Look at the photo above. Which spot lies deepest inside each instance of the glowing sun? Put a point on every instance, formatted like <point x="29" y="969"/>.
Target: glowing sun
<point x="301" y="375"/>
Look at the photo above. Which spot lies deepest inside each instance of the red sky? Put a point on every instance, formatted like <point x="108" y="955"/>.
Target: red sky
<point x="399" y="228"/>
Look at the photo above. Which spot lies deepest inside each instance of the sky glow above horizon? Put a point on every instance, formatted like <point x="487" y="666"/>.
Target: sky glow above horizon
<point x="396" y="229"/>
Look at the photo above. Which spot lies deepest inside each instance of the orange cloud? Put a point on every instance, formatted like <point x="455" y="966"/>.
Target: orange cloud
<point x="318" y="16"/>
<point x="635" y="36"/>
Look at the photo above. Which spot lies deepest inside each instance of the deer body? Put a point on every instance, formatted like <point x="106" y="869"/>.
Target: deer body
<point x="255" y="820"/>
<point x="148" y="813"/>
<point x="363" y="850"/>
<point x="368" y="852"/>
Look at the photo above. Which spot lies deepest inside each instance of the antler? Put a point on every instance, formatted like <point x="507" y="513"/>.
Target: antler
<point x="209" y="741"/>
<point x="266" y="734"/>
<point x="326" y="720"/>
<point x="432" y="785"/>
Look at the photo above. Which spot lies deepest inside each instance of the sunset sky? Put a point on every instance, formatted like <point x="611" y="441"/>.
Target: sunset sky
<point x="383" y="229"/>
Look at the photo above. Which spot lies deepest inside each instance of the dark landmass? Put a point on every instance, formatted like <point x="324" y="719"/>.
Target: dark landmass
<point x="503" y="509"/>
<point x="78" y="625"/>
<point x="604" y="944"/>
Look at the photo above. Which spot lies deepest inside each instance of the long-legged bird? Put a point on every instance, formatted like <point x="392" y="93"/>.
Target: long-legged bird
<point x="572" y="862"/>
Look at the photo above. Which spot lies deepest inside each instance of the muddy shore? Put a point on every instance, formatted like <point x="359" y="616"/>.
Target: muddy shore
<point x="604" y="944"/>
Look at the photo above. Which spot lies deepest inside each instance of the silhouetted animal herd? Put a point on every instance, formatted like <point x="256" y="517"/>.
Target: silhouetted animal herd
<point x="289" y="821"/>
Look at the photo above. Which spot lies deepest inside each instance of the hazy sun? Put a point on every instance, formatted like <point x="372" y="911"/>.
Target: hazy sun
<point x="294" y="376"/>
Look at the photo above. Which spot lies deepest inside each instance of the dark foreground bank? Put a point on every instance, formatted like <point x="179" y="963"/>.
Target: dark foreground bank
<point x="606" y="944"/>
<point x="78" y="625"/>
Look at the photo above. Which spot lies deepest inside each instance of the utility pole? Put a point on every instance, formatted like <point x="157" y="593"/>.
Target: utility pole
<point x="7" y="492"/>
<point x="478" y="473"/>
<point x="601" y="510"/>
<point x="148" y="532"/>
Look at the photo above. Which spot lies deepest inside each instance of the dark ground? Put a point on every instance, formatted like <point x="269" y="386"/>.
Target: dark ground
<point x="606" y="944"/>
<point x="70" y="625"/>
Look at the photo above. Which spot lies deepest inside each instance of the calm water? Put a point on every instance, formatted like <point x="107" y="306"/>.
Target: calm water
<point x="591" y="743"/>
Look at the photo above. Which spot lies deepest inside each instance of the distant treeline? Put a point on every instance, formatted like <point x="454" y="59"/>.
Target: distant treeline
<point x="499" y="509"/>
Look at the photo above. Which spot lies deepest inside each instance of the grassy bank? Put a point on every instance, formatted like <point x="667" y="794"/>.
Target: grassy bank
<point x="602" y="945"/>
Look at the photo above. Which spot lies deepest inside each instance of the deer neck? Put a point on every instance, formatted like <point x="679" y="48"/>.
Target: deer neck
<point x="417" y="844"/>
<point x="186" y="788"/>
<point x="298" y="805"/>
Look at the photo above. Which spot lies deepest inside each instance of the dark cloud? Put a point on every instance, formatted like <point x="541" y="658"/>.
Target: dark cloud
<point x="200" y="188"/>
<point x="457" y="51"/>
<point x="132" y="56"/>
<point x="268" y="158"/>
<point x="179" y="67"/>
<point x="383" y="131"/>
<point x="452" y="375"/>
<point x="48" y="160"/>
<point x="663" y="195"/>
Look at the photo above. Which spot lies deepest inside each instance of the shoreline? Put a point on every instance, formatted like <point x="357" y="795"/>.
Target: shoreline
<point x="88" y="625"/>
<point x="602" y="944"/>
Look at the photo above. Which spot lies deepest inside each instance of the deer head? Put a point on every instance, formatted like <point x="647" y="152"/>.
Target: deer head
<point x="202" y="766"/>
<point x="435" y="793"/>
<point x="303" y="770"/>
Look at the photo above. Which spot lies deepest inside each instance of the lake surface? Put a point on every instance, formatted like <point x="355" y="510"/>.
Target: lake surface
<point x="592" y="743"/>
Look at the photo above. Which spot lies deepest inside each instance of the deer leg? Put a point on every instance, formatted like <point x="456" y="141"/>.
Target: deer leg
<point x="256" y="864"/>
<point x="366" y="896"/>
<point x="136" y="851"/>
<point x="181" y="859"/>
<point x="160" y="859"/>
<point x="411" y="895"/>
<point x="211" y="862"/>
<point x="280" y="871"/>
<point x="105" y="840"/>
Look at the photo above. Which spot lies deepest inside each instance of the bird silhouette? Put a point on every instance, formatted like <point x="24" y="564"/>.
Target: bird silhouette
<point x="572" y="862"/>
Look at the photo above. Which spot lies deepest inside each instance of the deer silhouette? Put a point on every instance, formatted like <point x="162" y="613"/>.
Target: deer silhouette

▶ Exercise details:
Copy every line again, requests included, from the line that has "the deer head?" through the end of the entries, multiplying each answer coordinate by 1.85 and rounding to the nearest whole number (halves go up). Leave the sample points inside the requests unchanged.

▶ The answer:
Look at the photo above. Which spot lies deepest inside each instance of the deer head? Put a point on every instance, formatted like <point x="647" y="152"/>.
Target: deer head
<point x="374" y="1417"/>
<point x="805" y="1467"/>
<point x="561" y="1425"/>
Look at the photo above. Which spot lies deepest inside each instance of the lake surface? Put a point on every instance, formatted like <point x="355" y="510"/>.
Target: lake surface
<point x="1095" y="1375"/>
Look at the photo above. Which spot lies deepest inside each instance of the deer leg? Put a point on every instance, formatted like <point x="456" y="141"/>.
Target: deer leg
<point x="474" y="1598"/>
<point x="677" y="1658"/>
<point x="252" y="1574"/>
<point x="335" y="1589"/>
<point x="296" y="1589"/>
<point x="760" y="1656"/>
<point x="390" y="1595"/>
<point x="518" y="1611"/>
<point x="194" y="1554"/>
Look at the photo above. Which spot lies deepest inside each instance of the bird silhouette? Put a point on every instance, formatted like <point x="24" y="564"/>.
Target: bird silhouette
<point x="1058" y="1595"/>
Look at the photo above. Which spot lies deepest inside each instance of the deer silhouette? Put a point on every instance, formatted like <point x="162" y="613"/>.
Target: deer silhouette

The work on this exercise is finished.